* [What to do] Your answer should be the line that contains "Exercise. Spot the pink tassel" and each line after it, restated word for word through the final line of the entries.

[Stored data entries]

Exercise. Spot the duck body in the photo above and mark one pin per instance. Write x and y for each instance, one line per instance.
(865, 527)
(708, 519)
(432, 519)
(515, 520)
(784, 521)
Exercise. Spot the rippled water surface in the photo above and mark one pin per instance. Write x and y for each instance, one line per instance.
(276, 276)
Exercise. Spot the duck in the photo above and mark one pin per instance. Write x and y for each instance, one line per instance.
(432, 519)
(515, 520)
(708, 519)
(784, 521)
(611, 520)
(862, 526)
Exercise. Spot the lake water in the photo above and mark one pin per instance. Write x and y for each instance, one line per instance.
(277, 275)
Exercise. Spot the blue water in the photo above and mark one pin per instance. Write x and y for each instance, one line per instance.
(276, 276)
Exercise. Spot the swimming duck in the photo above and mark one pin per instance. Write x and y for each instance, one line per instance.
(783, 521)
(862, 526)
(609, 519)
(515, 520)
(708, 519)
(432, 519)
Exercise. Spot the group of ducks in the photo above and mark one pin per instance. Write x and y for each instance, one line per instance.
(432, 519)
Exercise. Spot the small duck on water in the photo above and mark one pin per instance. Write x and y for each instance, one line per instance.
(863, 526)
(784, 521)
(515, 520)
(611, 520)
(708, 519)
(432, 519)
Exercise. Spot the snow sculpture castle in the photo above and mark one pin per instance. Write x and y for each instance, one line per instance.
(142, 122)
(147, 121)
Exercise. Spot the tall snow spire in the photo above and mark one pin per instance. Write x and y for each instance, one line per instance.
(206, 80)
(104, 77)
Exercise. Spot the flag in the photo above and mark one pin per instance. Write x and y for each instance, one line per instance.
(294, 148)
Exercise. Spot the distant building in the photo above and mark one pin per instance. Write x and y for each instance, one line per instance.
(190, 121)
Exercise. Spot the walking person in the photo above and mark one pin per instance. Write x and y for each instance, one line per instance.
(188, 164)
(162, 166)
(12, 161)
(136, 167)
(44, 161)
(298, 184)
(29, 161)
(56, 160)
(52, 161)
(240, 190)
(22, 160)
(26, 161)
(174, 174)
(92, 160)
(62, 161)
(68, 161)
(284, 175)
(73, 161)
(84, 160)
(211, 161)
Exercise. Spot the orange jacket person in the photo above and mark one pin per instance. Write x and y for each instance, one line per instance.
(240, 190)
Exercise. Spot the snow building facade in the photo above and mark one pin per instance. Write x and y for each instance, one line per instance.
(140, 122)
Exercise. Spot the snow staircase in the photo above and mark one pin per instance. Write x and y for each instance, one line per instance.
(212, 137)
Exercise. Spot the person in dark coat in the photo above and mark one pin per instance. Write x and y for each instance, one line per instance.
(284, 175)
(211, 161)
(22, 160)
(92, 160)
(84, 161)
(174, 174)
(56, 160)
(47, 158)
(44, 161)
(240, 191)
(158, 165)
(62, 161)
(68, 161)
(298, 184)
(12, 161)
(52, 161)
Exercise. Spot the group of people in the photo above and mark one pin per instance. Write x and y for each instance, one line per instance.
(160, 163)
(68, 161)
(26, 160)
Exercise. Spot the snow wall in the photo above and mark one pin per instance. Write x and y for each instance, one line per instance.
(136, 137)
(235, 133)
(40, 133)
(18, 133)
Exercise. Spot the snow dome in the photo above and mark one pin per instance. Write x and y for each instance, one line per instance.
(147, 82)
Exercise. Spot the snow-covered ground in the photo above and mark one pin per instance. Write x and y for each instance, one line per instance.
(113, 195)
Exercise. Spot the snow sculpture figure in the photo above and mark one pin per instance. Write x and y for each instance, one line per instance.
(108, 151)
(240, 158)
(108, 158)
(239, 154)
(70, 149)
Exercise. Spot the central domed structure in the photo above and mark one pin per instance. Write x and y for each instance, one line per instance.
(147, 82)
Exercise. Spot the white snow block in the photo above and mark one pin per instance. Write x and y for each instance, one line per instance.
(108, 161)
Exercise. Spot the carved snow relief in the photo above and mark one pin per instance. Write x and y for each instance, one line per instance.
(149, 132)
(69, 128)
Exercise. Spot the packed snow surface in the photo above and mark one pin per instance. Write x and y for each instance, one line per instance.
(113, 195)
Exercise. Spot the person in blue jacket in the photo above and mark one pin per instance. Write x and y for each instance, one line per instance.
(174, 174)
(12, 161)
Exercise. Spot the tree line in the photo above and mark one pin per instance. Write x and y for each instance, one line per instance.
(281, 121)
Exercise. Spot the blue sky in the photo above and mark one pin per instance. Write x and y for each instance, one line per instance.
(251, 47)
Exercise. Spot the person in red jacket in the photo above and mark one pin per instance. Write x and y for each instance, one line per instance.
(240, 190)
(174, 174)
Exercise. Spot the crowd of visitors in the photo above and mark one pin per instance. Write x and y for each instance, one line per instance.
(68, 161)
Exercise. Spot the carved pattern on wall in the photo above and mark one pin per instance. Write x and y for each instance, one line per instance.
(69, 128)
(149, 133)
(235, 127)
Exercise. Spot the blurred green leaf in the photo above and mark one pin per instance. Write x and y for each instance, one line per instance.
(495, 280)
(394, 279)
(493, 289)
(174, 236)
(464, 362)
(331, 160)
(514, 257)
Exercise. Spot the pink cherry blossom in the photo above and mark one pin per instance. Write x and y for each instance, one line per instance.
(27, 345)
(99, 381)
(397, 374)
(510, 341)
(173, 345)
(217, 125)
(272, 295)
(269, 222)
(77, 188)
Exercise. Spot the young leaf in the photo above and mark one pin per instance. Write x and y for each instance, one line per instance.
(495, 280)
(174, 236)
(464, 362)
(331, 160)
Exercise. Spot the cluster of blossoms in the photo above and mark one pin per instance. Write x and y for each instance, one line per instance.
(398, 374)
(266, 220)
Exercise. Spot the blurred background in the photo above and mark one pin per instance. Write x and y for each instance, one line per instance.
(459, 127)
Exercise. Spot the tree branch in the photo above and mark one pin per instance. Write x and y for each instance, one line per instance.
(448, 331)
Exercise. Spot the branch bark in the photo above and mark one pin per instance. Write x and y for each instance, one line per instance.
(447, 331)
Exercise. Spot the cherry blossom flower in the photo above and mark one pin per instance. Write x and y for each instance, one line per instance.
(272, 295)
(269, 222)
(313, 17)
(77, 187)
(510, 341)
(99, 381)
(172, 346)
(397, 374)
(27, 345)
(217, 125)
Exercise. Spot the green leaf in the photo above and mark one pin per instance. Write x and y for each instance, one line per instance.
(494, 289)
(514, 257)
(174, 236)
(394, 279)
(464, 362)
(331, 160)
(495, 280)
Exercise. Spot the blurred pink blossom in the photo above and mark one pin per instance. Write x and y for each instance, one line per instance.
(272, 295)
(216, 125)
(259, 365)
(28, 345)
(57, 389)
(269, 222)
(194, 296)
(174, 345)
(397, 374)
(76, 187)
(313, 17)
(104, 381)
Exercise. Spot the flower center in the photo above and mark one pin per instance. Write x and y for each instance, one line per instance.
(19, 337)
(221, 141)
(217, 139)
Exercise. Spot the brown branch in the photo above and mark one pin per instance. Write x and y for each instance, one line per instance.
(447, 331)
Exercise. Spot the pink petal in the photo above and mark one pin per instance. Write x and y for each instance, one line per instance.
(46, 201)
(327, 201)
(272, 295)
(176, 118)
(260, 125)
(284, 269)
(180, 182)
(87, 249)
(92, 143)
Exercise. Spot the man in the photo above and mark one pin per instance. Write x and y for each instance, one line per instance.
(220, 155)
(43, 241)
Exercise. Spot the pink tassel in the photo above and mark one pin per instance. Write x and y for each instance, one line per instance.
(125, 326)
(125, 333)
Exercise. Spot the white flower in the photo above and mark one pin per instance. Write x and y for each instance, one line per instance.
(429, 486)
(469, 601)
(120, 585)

* [Expected answer]
Exercise. Spot the pink tassel in the photo above and mark one pin per instance. Write x and y for each instance, one line per instance.
(125, 326)
(125, 333)
Exercise. Spot the white flower in the photo above and mark one pin per instance. Write x and y for each instance, one line per instance.
(429, 486)
(469, 601)
(120, 585)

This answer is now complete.